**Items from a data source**

☆ ☆ ☆ ☆ ☆

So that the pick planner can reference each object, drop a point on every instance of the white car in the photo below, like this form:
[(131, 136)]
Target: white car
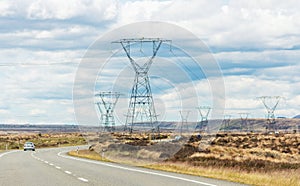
[(29, 146)]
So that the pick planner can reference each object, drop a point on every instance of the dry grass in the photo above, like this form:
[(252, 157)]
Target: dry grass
[(283, 178), (16, 141), (288, 177), (88, 155)]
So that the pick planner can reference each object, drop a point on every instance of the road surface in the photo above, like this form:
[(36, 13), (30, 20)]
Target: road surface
[(47, 167)]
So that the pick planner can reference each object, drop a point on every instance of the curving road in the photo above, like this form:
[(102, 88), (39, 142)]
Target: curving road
[(47, 167)]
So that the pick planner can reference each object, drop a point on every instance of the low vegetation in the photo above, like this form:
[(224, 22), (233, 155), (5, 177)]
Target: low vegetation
[(16, 141), (256, 159)]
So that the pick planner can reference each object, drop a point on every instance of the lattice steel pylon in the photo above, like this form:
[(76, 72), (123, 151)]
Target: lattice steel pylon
[(226, 122), (184, 120), (106, 106), (141, 105), (244, 121), (270, 103), (204, 112)]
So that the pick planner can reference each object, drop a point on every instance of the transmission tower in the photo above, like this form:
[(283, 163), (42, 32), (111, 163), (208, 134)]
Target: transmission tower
[(184, 118), (141, 105), (270, 103), (244, 121), (226, 122), (204, 112), (106, 105)]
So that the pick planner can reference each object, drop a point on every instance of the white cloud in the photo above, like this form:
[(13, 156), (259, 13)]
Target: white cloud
[(249, 39)]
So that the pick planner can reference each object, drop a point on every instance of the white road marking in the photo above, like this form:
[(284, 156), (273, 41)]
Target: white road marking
[(5, 153), (134, 170), (83, 179), (68, 172)]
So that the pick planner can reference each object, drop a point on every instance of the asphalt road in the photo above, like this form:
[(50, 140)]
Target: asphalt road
[(47, 167)]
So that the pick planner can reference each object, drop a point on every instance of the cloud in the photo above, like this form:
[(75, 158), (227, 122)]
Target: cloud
[(256, 44)]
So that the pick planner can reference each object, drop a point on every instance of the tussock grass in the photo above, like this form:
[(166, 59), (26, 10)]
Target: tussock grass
[(88, 155), (284, 178), (16, 141), (288, 177)]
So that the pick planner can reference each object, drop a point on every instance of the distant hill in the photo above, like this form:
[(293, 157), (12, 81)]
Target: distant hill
[(298, 116)]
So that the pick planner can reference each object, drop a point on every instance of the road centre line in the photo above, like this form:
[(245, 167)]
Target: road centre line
[(68, 172), (5, 153), (133, 170), (83, 179)]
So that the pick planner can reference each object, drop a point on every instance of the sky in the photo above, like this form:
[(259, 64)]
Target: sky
[(256, 44)]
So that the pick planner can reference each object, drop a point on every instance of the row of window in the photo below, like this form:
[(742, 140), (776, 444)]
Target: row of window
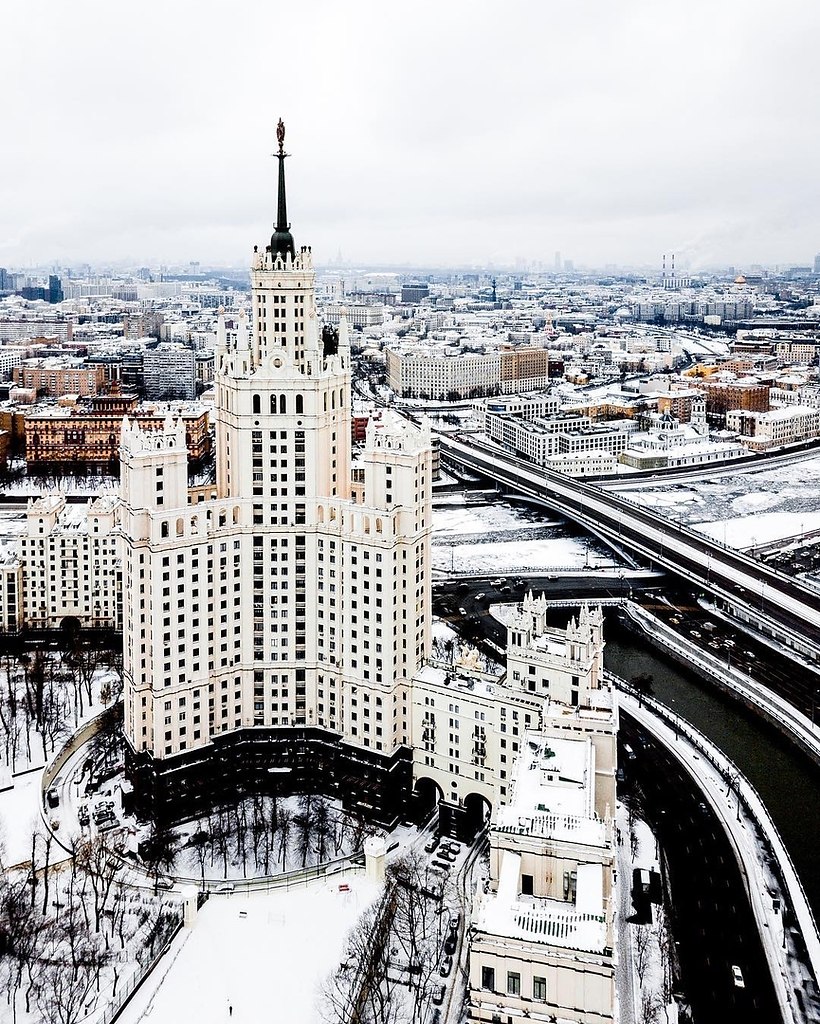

☆ ☆ ☆ ☆ ☆

Reproduce the data above word for word, from its first line up to and including the line that contains "[(5, 153), (134, 170), (83, 179), (68, 172)]". Leave the pictures out of your answer.

So that the pick planner can reference each object, drop a point on every instance of the white car in the photo below, like this form:
[(131, 136)]
Target: white car
[(29, 146)]
So that the pick planner can reference each object, drop a point on every instance of the dry grass in the photo above, like this form:
[(252, 157)]
Target: dry grass
[(283, 178), (16, 141), (288, 177), (88, 155)]
So that the pick planner can reference each object, drop a point on every instance of the road surface in the photo above, like this form:
[(36, 13), (30, 20)]
Target: road surface
[(47, 167)]
So that the pick planner can reference each object, drop a point on every instance of the curving road in the photo above, like this form:
[(102, 88), (39, 142)]
Target: curving road
[(47, 167)]
So that the pick planner can reference each object, drop a point on every instance of the low vegetation in the photo above, like this form:
[(224, 22), (233, 155), (5, 177)]
Target: low vegetation
[(16, 141), (256, 159)]
So that the pick planner can reference each object, drop a point on every instance of the lattice steel pylon in the photo above, like this form:
[(76, 72), (123, 151)]
Target: lattice steel pylon
[(226, 122), (184, 120), (106, 106), (141, 105), (244, 121), (270, 103), (204, 112)]
So that the pick planner can reference each object, drop a point on every instance of the transmission tower in the photo above, like this form:
[(283, 163), (42, 32), (111, 163), (208, 134)]
Target: transmission tower
[(184, 118), (141, 105), (270, 103), (244, 121), (226, 122), (204, 112), (106, 105)]
So that the pick planner can reference each object, drop a point on every instance of the white cloud in the photo above, like this form:
[(13, 156), (259, 13)]
Target: white cloud
[(249, 39)]
So that the pick planner can reference each object, drop a point on every instance of the white road marking in the photo above, like this form:
[(284, 156), (273, 41)]
Target: white road marking
[(5, 153), (134, 170), (83, 179), (68, 172)]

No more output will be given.